| Source text |

Wherein I migrate my Grafana instance over to k8s.
This is part 11 of my k8s migration series.
I already wrote about my love for metrics in the companion post about the Prometheus setup, so I will spare you my excitement about pretty graphs this time. 😉
For the Grafana setup, I used the kube-prometheus-stack’s integration of the Grafana Helm Chart.
Database setup
First step is to setup the database for Grafana. You can also run it locally, without an external database. Then, Grafana uses an SQLite DB. But the Postgres database made more sense to me. This was the first deployment of a production database with CloudNativePG and looked like this:
apiVersion: postgresql.cnpg.io/v1
kind: Cluster
metadata:
name: grafana-pg-cluster
labels:
homelab/part-of: grafana
spec:
instances: 2
imageName: "ghcr.io/cloudnative-pg/postgresql:16.2-10"
bootstrap:
initdb:
database: grafana
owner: grafana
resources:
requests:
memory: 100M
cpu: 100m
postgresql:
parameters:
max_connections: "20"
shared_buffers: "25MB"
effective_cache_size: "75MB"
maintenance_work_mem: "6400kB"
checkpoint_completion_target: "0.9"
wal_buffers: "768kB"
default_statistics_target: "100"
random_page_cost: "1.1"
effective_io_concurrency: "300"
work_mem: "640kB"
huge_pages: "off"
max_wal_size: "128MB"
storage:
size: 1G
storageClass: rbd-fast
backup:
barmanObjectStore:
endpointURL: http://rook-ceph-rgw-rgw-bulk.rook-cluster.svc:80
destinationPath: "s3://backup-cnpg/"
s3Credentials:
accessKeyId:
name: rook-ceph-object-user-rgw-bulk-backup-example-user
key: AccessKey
secretAccessKey:
name: rook-ceph-object-user-rgw-bulk-backup-example-user
key: SecretKey
retentionPolicy: "30d"
As before, I determined the spec.postgresql.parameters
by plugging my requirements
into PGtune. One important piece is the
storage.size
config. I got that value wrong in the beginning, setting it to
only 256 MB. More details can be found in this post.

[Bounding box annotation entries]

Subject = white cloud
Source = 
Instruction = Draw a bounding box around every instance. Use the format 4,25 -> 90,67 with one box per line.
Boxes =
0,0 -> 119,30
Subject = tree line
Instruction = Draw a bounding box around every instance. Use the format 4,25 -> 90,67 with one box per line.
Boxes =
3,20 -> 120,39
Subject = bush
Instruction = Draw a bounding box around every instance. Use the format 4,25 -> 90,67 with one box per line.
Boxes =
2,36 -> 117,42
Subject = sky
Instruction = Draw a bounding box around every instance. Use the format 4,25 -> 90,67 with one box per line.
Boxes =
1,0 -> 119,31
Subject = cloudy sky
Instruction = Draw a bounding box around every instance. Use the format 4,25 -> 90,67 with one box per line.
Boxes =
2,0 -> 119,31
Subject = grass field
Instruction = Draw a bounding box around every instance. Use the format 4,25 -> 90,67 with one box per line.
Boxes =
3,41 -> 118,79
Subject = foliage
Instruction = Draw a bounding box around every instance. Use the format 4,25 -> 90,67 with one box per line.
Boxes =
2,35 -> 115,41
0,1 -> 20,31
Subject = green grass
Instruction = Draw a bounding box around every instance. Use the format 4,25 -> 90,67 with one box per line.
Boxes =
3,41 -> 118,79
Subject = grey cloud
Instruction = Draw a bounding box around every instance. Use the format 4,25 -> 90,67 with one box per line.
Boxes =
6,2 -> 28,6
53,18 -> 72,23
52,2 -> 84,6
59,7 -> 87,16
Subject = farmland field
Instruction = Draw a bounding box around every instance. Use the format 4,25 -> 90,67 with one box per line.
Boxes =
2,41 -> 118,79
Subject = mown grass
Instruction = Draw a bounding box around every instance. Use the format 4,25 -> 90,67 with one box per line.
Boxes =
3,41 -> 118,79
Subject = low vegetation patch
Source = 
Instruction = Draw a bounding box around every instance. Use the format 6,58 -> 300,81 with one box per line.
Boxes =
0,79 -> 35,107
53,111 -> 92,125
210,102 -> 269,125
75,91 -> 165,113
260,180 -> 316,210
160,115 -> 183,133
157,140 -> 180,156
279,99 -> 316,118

| Set tasks |
(1) In the Grafana migration post, list every setting under the PostgreSQL parameters whose value is given in MB or kB, along with its value.
(2) Go on with the Grafana migration post, starting right after its final sentence.

| Responses by task |
(1)
- shared_buffers: 25MB
- effective_cache_size: 75MB
- maintenance_work_mem: 6400kB
- wal_buffers: 768kB
- work_mem: 640kB
- max_wal_size: 128MB

(2)
I also configured backups via my Ceph Rook cluster and had to create an S3 bucket user like this:
apiVersion: ceph.rook.io/v1
kind: CephObjectStoreUser
metadata:
name: backup-example-user
spec:
store: rgw-bulk
clusterNamespace: rook-cluster
displayName: "Backup user for Grafana DB"
I also configured scheduled backups for the database:
apiVersion: postgresql.cnpg.io/v1
kind: ScheduledBackup
metadata:
name: grafana-pg-backup
spec:
method: barmanObjectStore
immediate: true
schedule: "0 30 1 * * *"
backupOwnerReference: self
cluster:
name: grafana-pg-cluster
And finally, the CloudNativePG operator needs access to the Postgres pods when using NetworkPolicies:
apiVersion: "cilium.io/v2"
kind: CiliumNetworkPolicy
metadata:
name: "grafana-pg-cluster-allow-operator-ingress"
spec:
endpointSelector:
matchLabels:
cnpg.io/cluster: grafana-pg-cluster
ingress:
- fromEndpoints:
- matchLabels:
io.kubernetes.pod.namespace: cnpg-operator
app.kubernetes.io/name: cloudnative-pg
With the database finally up and running, and all the kinks worked out, I could deploy Grafana itself.
Grafana setup
Before beginning the Grafana setup itself, I had to go over to Keycloak to add a new client, as I was changing the Grafana URL as part of the migration. The Grafana doc has a good example for setting up OIDC here, so I won’t go into details.
To supply the OIDC secret and client name to the Grafana deployment, I stored them in my HashiCorp Vault instance and grabbed them from there via external-secrets:
apiVersion: external-secrets.io/v1beta1
kind: ExternalSecret
metadata:
name: "grafana-oauth2-keycloak"
labels:
homelab/part-of: monitoring
spec:
secretStoreRef:
name: my-vault-store
kind: ClusterSecretStore
refreshInterval: "1h"
target:
creationPolicy: 'Owner'
template:
metadata:
labels:
homelab/part-of: monitoring
data:
secret: "{{ .secret }}"
client: "{{ .client }}"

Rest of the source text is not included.